#### Written instruction A
Decide whether each statement agrees with the passage on Nielsen's "The Inextinguishable": (i) Nielsen resigned as assistant conductor at the Royal Opera in Copenhagen on 30th May 1914; (ii) Nielsen had settled on the title before he began writing the symphony; (iii) Denmark fought in the war that was tearing Europe apart. For each, answer yes or no and quote the words of the passage that decide it.
#### Written instruction B
Proceed with the passage on Nielsen's "The Inextinguishable," writing on from its final sentence.

#### Selection

—————

"The Dane's Third Symphony (1911) celebrated a conglomeration of positive values - freedom, creative energy, oneness with Nature, and, in the finale, what Nielsen himself dubbed the 'healthy morale' of the ordinary working man - all under the umbrella title of 'Sinfonia espansiva'. At its core, his next symphony, 'The Inextinguishable' (1914-16) is a defence of those same values against elements that threaten their very existence. By the time of its composition, Europe was being torn apart by a war in which Denmark remained neutral but which caused Nielsen to question the 'national feeling' he had previously regarded as wholesome and which he now likened to a 'kind of spiritual syphilis'. There were conflicts, too, in his personal life. His marriage, to the prominent sculptress Ann-Marie Brodersen, was entireing a period of turmoil, brought about by the revelation of his infidelities; and on 30th May 1914 he resigned his position as assistant conductor at the Royal Opera in Copenhagen, thereby becoming a freelance musician for more or less the first time in over twenty years. For all these reasons Nielsen felt compelled to re-examine his values as a composer and human being, and in this respect 'The Inextinguishable' is a classic mid-life-crisis piece.
"On 3rd May 1914, Carl Nielsen wrote in a state of high agitation to his wife: 'I have an idea for a new work, which has no programme but which is meant to express what we understand by the life-urge or life-manifestation; that's to say: everything that moves, that craves life, that can be called neither good nor evil, neither high nor low, neither great nor small, but simply: 'That which is life' or 'That which craves life' - I mean, no definite idea about anything 'grandiose' or 'fine and delicate' or about warm or cold (powerful maybe) but simply Life and Movement, but varied, very varied, but holding together, and as though always flowing in one large movement, in a single stream. I need a word or a short title to say it all.'
"The word he was looking for was 'Inextinguishable'. But he was not to find it until he had completed the symphony nearly two years after that semi-coherent outburst of enthusiasm. His thoughts crystallised in a short preface to the score: 'With the title 'The Inextinguishable' the composer has sought to indicate in one word what only music has the power to express in full: 'The Elemental Will of Life'. Music -is- Life and, like it, inextinguishable.' And in 1920 Nielsen sent his Dutch composer-conductor friend Julius Röntgen an explanatory note that further clarified his intentions: 'If the whole world was destroyed, Nature would once again begin to beget new life and push forward with the strong and fine forces that are to be found in the very stuff of existence... These 'inextinguishable' forces are what I have tried to represent.'
"In Danish 'Det Uudslukkelige' is a neuter noun, non an adjectival description. So we should think of this not as a hubristic Inextinguishable Symphony, but rather as one whose subject matter is That which is Inextinguishable. Nielsen might almost as well have named it the Life Force, as Bernard Shaw put it, or 'élan vital', in a formulation popularised around the time of its composition by the philosopher Henri Bergson.

—————

#### Stored data

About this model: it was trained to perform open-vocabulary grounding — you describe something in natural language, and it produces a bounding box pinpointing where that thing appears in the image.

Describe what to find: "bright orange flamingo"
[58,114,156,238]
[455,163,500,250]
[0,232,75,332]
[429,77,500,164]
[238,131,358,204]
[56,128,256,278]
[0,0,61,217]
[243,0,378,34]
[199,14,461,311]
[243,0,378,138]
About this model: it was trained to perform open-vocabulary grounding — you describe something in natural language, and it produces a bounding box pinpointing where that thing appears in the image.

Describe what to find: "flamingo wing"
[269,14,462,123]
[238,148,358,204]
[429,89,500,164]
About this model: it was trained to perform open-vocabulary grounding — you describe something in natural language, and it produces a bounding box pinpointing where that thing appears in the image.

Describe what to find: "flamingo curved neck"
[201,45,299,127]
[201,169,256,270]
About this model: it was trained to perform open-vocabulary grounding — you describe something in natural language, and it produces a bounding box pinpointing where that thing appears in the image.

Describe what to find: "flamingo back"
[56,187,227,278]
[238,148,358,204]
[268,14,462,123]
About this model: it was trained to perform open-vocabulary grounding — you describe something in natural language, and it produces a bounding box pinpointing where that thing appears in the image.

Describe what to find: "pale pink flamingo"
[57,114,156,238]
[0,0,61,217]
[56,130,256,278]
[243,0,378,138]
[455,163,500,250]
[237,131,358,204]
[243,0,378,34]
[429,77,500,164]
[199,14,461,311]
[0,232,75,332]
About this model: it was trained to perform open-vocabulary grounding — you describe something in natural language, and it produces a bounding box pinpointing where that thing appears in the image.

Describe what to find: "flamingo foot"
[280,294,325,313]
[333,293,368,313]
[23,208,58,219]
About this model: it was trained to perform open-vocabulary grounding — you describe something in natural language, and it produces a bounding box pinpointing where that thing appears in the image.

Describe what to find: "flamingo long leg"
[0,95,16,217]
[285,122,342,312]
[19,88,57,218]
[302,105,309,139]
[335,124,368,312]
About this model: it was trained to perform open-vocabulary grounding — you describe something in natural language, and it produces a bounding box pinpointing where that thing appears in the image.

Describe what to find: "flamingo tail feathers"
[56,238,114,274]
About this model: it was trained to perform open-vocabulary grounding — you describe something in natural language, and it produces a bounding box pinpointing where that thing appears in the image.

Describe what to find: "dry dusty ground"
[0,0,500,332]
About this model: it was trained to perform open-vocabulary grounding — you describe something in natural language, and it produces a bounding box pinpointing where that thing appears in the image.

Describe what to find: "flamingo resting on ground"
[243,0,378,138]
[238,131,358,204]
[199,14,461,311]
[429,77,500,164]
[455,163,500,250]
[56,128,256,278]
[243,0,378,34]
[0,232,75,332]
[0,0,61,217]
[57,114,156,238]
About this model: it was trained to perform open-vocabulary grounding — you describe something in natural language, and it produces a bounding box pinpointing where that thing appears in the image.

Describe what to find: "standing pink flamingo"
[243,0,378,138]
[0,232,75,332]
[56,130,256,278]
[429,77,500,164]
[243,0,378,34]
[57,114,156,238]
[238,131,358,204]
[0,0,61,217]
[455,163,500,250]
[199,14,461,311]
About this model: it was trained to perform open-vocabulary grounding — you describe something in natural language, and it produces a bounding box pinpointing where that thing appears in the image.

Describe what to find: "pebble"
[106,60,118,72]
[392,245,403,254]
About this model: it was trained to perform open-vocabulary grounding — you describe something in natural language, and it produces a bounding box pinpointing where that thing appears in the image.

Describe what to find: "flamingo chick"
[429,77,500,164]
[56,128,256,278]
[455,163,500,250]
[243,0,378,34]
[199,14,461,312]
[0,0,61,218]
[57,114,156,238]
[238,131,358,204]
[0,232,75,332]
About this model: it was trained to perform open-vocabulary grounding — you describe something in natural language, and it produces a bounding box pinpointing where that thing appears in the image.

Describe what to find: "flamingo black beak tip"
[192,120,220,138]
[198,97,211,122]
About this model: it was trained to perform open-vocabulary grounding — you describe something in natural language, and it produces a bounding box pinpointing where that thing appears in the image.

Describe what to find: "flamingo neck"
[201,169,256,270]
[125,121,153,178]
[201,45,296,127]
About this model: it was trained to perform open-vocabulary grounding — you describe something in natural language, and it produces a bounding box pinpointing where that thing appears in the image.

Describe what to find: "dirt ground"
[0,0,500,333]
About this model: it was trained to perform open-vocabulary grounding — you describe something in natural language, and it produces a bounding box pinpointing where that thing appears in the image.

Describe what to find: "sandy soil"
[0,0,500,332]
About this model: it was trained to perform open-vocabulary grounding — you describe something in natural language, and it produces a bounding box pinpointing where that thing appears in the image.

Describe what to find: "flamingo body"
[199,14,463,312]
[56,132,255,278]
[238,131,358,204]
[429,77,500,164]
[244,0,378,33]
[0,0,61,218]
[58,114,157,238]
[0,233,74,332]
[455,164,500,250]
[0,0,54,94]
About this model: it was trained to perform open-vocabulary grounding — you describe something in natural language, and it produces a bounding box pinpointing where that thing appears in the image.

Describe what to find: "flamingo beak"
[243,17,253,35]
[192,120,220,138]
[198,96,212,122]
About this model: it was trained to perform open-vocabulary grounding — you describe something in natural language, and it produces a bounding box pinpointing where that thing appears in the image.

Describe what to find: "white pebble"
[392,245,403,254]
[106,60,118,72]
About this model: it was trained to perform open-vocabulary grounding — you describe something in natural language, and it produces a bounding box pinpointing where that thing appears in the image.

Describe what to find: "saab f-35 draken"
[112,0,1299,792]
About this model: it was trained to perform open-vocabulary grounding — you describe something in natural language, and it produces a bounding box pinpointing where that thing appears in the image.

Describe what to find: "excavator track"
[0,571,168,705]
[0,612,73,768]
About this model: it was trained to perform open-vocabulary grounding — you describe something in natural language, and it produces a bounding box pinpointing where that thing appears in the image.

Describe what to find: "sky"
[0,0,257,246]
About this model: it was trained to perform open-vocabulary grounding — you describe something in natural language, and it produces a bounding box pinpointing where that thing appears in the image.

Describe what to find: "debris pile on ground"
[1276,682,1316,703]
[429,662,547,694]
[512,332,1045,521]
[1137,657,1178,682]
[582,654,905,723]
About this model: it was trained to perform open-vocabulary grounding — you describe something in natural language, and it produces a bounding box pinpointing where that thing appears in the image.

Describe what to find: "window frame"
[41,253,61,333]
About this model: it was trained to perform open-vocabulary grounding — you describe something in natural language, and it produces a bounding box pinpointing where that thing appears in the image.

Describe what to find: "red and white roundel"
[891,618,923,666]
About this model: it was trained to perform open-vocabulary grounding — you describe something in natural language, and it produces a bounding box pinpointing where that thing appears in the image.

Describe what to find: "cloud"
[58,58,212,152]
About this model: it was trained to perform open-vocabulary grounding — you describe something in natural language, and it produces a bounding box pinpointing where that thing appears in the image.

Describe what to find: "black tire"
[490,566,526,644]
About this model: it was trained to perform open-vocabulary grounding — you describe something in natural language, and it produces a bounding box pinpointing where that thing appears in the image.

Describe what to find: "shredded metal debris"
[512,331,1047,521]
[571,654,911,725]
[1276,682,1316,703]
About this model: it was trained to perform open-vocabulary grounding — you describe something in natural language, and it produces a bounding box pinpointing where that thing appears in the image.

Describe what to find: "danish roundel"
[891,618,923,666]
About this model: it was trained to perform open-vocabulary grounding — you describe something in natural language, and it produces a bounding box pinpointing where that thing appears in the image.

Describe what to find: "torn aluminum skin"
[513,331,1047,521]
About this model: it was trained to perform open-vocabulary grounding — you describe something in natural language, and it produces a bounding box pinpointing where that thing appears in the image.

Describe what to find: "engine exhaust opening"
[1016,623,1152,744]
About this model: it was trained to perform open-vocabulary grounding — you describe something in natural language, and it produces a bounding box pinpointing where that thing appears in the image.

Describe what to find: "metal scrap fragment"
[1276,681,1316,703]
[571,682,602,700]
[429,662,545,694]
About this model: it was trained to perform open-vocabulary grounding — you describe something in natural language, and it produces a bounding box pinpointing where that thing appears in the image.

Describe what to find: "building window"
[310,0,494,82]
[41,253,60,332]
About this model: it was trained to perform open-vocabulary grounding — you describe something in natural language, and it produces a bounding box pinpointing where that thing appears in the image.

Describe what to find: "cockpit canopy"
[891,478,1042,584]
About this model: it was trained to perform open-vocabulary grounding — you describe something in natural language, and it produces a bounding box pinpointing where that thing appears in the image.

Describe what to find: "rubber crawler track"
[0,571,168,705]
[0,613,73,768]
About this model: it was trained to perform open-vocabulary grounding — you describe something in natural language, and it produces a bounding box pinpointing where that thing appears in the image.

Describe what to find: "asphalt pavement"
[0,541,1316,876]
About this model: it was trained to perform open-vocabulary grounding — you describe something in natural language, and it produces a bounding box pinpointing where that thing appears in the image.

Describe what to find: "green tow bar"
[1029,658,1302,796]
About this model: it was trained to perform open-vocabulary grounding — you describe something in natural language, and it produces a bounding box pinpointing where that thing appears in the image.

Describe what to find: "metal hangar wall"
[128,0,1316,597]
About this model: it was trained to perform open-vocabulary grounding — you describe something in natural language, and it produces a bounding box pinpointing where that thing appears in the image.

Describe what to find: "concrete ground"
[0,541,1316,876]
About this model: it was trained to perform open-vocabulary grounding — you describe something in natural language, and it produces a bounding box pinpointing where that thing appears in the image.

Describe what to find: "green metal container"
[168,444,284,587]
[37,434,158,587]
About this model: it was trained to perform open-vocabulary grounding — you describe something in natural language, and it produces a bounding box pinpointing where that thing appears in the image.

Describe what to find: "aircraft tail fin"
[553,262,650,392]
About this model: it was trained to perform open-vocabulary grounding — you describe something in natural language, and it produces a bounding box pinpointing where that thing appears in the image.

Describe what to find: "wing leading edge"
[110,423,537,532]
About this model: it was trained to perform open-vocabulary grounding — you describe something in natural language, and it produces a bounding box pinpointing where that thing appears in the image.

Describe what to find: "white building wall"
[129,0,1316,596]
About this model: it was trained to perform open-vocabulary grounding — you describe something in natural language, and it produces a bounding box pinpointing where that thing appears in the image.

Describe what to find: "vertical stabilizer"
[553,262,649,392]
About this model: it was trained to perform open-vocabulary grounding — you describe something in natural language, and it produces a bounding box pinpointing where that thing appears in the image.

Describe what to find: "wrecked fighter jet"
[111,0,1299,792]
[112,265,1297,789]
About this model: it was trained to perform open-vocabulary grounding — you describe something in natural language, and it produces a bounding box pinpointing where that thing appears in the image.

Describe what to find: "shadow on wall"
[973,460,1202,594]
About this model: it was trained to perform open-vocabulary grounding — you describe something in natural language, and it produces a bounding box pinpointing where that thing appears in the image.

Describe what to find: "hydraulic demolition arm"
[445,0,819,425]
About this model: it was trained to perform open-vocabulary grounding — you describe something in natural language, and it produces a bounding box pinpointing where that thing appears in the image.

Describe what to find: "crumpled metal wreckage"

—————

#### Right answer A
(i) Yes: "on 30th May 1914 he resigned his position as assistant conductor at the Royal Opera in Copenhagen"
(ii) No: "he was not to find it until he had completed the symphony"
(iii) No: "a war in which Denmark remained neutral"

#### Right answer B
"The turbulence of the opening bars immediately suggests how much is at stake, as the strings and woodwin view with one another and brass and timpani strive to maintain law and order. When this tumult subsides, a long-drawn clarinet theme in winding Sibelian thirds seems to come from another world ('not quite like me', as once Nielsen remarked). Rather than remaining merely a haven for escapist reverie, this theme will prove highly adaptable, marking out its Darwinian fitness for eventual survival.
"In the pastoral-idyllic slow movement the woodwind behave as an idealised village band, charmingly not quite sure whether they should be playing two or three beats to the bar. Here, one senses, are the values of simplicity and openness the symphony needs to defend. The tensely dramatic third movement then begins with a passionate accompanied recitative for the violins, soaring over timpani and lower strings, 'like an eagle on the wind' according to the composer; succeeding contrasts between passionate declamation and hymn-like serenity are eventually swallowed up in a radiant climax. In the finale, launched by a torrent of string scales in the manner of Beethoven's third 'Leonora' Overture, the element of antagonism resurfaces. Two sets of timpani, spatially separated, battle it out with the rest of the orchestra, before the triumphant return of the first movement's Sibelian clarinet theme, no blazened across the entire orchestra in searing affirmation.
"After its enthusiastically received première on 1st February 1916, 'The Inextinguishable' rapidly established itself as a milestone in the Nordic symphonic repertoire, one that was frequently called upon to conduct. During these years he was living an itinerant life, hoping to re-cement his marriage but for the time being excluded from the family home in Copenhagen. In between major symphonic projects, much of his energy was devoted to a lavish staging of 'Aladdin', which demanded some 90 minutes of incidental music, and his representation of its polarities of Good and Evil, as well as its oriental setting, gave him new impetus for symphonic explorations (witness the music for 'The Market at Ispahan', which he composed for four discrete mini-orchestras in four different keys).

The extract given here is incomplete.